**EXERCISE DESCRIPTION:** Rewrite the rows starting with the line with "of the stick" and going on through the line with "[[202, 111], [106, 299], [313, 85], [70, 67], [446, 278]]", reproducing every line in full. Multiply each x and y coordinate in the answer lists by 2.15 and round to whole numbers, with halves rounding up, leaving all other text unchanged.

--- Start INPUT DATA ---

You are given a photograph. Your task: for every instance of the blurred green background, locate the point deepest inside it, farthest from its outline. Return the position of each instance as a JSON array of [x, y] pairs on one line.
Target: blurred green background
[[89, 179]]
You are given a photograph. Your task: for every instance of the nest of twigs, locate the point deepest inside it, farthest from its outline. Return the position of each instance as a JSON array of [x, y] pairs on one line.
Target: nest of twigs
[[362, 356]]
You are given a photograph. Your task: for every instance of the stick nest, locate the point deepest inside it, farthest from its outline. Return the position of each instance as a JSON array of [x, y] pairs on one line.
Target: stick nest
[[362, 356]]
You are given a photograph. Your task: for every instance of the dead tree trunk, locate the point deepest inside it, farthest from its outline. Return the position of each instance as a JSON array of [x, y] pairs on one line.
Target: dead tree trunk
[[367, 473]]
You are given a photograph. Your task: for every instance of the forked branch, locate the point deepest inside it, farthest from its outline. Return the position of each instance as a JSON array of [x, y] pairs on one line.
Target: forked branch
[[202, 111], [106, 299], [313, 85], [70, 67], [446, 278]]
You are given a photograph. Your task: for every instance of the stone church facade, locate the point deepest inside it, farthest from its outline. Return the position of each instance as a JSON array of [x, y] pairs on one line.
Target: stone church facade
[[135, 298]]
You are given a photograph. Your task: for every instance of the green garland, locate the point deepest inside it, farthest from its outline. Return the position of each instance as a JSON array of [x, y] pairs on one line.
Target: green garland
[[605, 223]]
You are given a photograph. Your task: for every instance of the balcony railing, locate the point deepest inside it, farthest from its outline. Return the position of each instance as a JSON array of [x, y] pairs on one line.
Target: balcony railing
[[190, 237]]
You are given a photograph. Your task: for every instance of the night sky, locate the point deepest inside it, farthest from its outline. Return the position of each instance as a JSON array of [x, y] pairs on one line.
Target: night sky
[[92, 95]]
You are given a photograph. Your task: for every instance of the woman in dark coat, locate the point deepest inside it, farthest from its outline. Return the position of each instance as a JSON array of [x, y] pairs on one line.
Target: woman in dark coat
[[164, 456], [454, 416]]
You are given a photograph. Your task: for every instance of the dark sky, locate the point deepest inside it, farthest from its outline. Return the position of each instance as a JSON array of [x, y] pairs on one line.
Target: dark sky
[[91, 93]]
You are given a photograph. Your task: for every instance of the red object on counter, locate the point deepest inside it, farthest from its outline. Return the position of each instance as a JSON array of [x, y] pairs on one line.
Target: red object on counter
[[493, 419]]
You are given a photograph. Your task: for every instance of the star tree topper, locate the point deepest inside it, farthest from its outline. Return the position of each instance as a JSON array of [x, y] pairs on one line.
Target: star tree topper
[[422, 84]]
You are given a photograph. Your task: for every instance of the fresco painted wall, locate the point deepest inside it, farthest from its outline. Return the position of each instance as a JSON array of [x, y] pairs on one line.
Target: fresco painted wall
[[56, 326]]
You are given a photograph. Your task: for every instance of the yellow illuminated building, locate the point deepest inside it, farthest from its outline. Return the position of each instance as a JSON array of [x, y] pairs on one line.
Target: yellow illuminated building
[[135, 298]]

--- End INPUT DATA ---

**SOLVED PROBLEM:**
You are given a photograph. Your task: for every instance of the stick nest, locate the point deepest inside it, farthest from its outline. Return the position of each instance as a JSON array of [x, y] pairs on one line.
Target: stick nest
[[778, 765]]
You are given a photograph. Your task: for every instance of the dead tree trunk, locate the point deepest inside it, farthest from its outline. Return the position of each instance as a JSON array of [x, y] pairs on one line.
Target: dead tree trunk
[[789, 1017]]
You are given a photograph. Your task: for every instance of the forked branch, locate the point deepest inside it, farthest from its outline. Return the position of each instance as a JSON array of [x, y] pairs on one line.
Target: forked branch
[[434, 239], [228, 643], [673, 183], [151, 144], [959, 598]]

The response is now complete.